# [WORK INSTRUCTIONS]
- a) Rewrite the passage on pearl myths between "Ancient cultures throughout" and "the owner died.", inclusive, replacing "luster" with "sheen".
- b) Extend the passage on ancient pearl legends, starting after its final sentence.

# [DOCUMENT]

Ancient cultures throughout the world constructed pearl origin stories that centered on the divine. Ancient Chinese scholars believed pearls originated in the brain of a dragon. In Indian mythology, they were formed in celestial water droplets. Middle Eastern philosophers believed they formed from from the tears of gods. The Byzantines spoke of pearls as possessing their own source of light, a miraculous remnant of the lighting bolt that was thought to have penetrated the oyster’s shell during creation.
Those mythical creation stories imbued pearls with perceived supernatural powers. And early humans coveted pearls not for their monetary value, but for the gem’s abilities. Pearls were thought to bring vitality to the wearer, and they had mood ring status — it was believed that the pearl clouded when the wearer was sick and would lose all luster when the owner died.

# [ENTRIES SHOWN]
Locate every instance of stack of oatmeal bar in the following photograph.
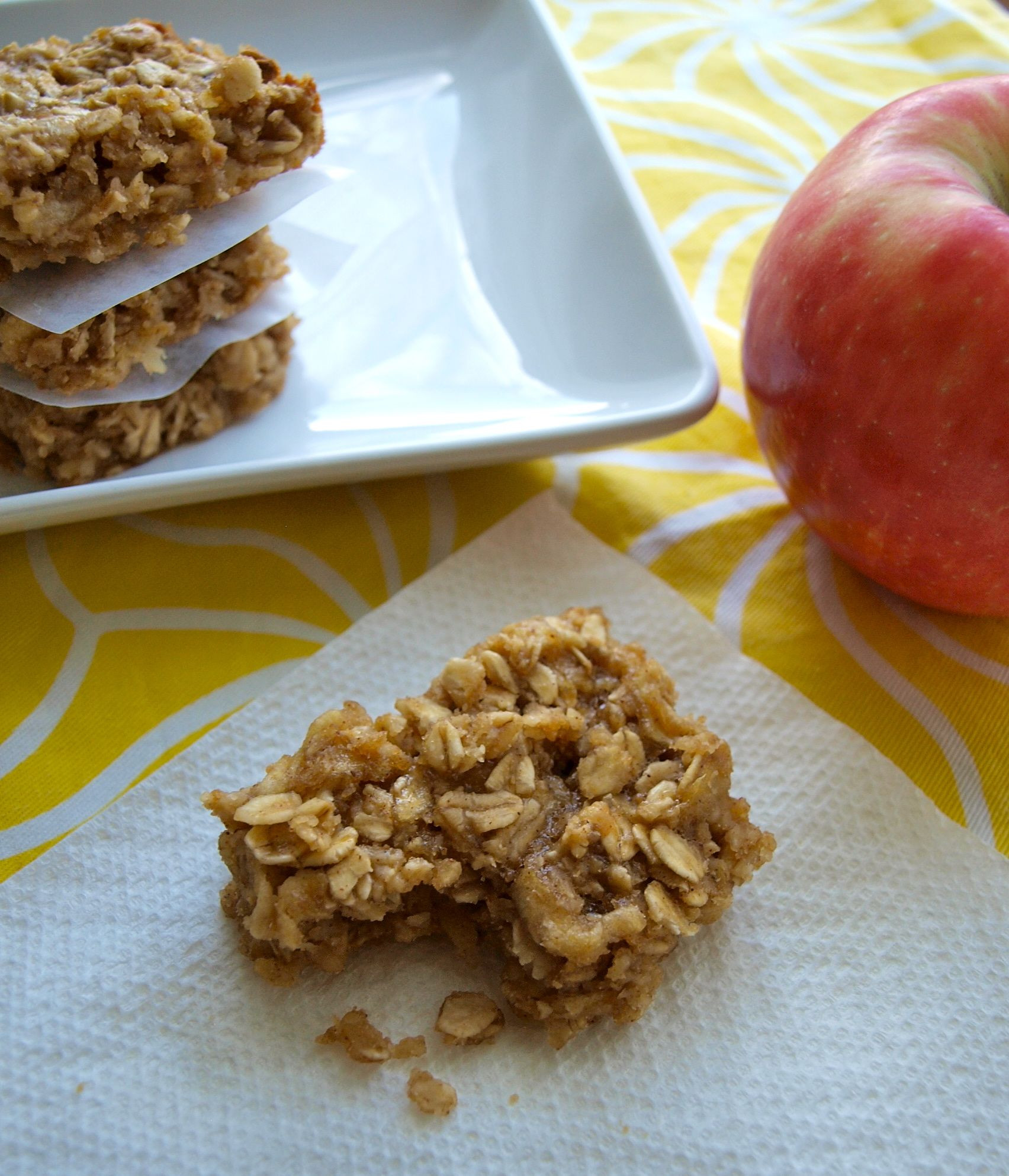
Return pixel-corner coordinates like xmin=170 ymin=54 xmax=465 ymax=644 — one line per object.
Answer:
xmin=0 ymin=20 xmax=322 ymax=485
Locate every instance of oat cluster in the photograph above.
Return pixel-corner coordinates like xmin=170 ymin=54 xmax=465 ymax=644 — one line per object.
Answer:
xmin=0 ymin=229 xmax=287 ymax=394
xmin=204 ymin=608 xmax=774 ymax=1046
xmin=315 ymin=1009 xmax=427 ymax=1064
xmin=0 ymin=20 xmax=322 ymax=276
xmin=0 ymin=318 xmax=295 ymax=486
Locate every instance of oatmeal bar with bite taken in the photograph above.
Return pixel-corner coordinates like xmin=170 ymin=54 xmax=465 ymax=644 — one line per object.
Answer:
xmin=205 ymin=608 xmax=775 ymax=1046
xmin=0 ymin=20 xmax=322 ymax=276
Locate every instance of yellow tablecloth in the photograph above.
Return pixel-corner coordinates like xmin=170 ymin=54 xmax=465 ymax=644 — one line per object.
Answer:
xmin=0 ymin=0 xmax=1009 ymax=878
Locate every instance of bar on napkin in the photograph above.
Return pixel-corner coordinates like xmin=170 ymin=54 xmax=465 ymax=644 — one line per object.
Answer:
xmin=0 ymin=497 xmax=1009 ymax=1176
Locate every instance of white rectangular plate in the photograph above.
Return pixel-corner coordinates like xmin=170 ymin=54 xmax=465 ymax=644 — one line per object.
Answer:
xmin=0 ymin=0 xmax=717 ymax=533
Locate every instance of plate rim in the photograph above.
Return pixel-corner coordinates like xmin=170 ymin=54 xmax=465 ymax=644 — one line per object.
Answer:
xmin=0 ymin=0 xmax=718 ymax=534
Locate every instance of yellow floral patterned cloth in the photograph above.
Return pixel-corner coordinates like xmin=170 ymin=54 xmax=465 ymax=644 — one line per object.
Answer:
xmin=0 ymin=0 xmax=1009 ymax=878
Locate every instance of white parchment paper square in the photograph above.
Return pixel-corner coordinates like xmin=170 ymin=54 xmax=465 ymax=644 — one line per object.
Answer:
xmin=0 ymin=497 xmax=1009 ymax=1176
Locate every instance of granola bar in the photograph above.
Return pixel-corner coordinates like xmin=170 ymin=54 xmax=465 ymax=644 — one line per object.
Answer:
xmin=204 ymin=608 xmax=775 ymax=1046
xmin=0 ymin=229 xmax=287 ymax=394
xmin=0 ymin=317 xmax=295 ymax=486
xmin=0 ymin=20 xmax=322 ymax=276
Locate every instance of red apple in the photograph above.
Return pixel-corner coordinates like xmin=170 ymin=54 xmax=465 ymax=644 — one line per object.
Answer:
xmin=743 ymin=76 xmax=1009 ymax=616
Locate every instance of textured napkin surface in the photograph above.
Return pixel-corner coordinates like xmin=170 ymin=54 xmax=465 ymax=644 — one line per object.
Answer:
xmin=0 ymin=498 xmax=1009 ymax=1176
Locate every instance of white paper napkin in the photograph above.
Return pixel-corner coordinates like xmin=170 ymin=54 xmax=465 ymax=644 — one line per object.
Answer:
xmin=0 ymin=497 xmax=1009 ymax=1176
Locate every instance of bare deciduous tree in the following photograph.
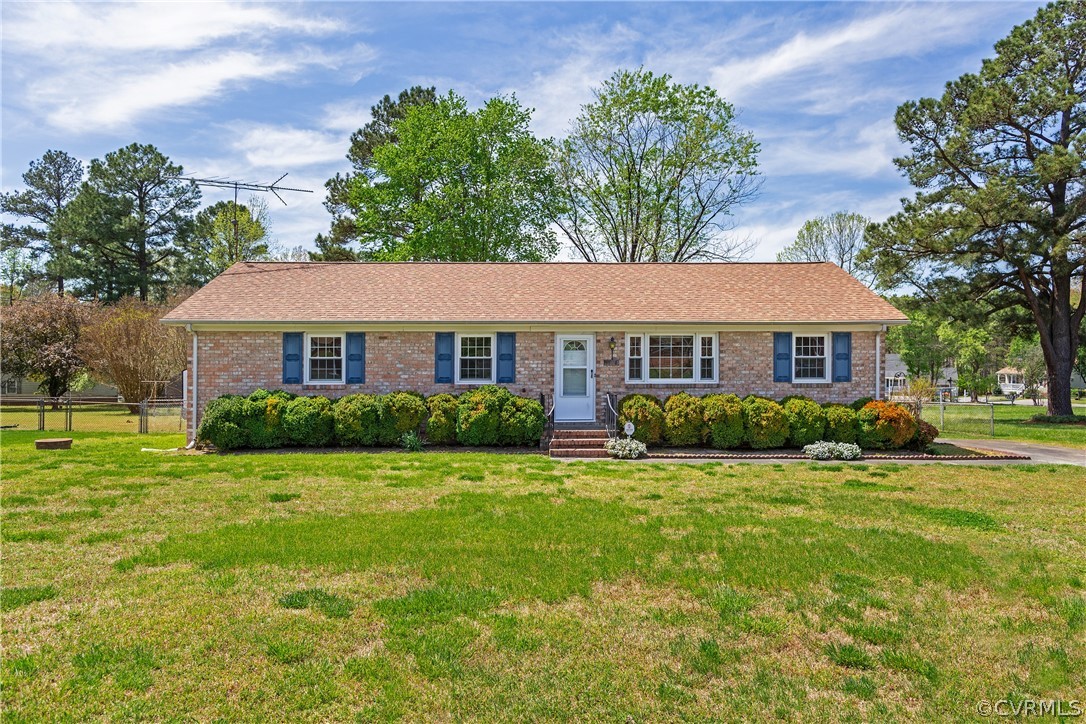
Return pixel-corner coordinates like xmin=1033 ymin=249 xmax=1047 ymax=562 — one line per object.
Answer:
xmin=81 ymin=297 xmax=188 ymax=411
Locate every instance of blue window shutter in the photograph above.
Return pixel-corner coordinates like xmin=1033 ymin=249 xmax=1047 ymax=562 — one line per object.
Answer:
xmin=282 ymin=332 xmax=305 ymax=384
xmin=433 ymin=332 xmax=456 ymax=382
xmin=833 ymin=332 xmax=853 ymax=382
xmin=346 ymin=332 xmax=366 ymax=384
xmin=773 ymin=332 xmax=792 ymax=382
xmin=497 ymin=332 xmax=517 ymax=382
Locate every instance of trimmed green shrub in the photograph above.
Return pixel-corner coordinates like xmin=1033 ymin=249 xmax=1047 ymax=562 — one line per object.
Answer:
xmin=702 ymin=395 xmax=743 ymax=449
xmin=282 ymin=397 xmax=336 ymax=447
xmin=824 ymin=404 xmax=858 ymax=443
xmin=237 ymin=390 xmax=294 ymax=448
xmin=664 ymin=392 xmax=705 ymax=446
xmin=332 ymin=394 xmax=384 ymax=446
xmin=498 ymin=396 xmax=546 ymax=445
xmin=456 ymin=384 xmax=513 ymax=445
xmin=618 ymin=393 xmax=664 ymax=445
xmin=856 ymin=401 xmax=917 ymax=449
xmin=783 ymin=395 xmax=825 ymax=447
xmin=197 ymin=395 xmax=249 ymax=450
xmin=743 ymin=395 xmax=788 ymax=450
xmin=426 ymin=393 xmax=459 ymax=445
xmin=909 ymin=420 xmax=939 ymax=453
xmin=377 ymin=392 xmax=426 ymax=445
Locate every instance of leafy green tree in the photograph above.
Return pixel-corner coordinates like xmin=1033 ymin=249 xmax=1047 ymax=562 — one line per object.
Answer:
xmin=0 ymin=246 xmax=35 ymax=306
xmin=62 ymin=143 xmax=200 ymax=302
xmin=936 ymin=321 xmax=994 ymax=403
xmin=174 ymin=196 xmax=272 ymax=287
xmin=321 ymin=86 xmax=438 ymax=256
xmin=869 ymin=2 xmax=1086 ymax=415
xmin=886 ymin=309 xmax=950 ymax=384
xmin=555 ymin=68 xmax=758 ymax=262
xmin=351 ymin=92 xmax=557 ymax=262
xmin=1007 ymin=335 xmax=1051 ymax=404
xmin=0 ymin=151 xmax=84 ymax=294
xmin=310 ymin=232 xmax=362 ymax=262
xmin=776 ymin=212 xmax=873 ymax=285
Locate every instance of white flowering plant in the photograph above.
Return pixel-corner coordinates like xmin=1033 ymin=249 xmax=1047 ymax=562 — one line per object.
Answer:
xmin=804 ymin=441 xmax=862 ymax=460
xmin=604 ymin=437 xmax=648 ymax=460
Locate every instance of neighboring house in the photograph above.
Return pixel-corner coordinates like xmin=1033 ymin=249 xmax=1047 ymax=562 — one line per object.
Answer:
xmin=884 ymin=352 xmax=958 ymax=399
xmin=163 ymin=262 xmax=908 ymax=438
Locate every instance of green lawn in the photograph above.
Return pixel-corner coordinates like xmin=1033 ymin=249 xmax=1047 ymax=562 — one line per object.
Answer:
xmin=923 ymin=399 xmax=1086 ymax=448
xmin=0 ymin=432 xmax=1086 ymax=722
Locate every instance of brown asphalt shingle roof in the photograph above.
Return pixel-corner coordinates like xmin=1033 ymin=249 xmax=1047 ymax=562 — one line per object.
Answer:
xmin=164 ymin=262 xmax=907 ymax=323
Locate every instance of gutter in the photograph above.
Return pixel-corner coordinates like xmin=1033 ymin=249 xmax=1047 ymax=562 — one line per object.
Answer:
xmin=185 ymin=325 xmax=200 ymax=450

# [EXERCISE RESULTS]
- a)
Ancient cultures throughout the world constructed pearl origin stories that centered on the divine. Ancient Chinese scholars believed pearls originated in the brain of a dragon. In Indian mythology, they were formed in celestial water droplets. Middle Eastern philosophers believed they formed from from the tears of gods. The Byzantines spoke of pearls as possessing their own source of light, a miraculous remnant of the lighting bolt that was thought to have penetrated the oyster’s shell during creation.
Those mythical creation stories imbued pearls with perceived supernatural powers. And early humans coveted pearls not for their monetary value, but for the gem’s abilities. Pearls were thought to bring vitality to the wearer, and they had mood ring status — it was believed that the pearl clouded when the wearer was sick and would lose all sheen when the owner died.

- b)
Even as pearls became economically significant, they retained their mythical status.
Roman emperors adored pearls — the more, the better. The emperor Caligula wore shoes encrusted with pearls and decorated his favorite horse with a pearl necklace. Pearls were an important component to Roman pagan religion and were often dedicated to Venus, the goddess of love and beauty, who according to mythology, emerged from a shell. When Emperor Alexander Severus received a gift of two pearls intended for the Empress, he hung them instead on a statue of Venus. Julius Caesar enacted sumptuary laws that forbade wearing pearls if a citizen was below a certain rank.
According to Pliny (Historia Naturalis) “a pearl worn by a woman is as good as a [herald] walking in front of her."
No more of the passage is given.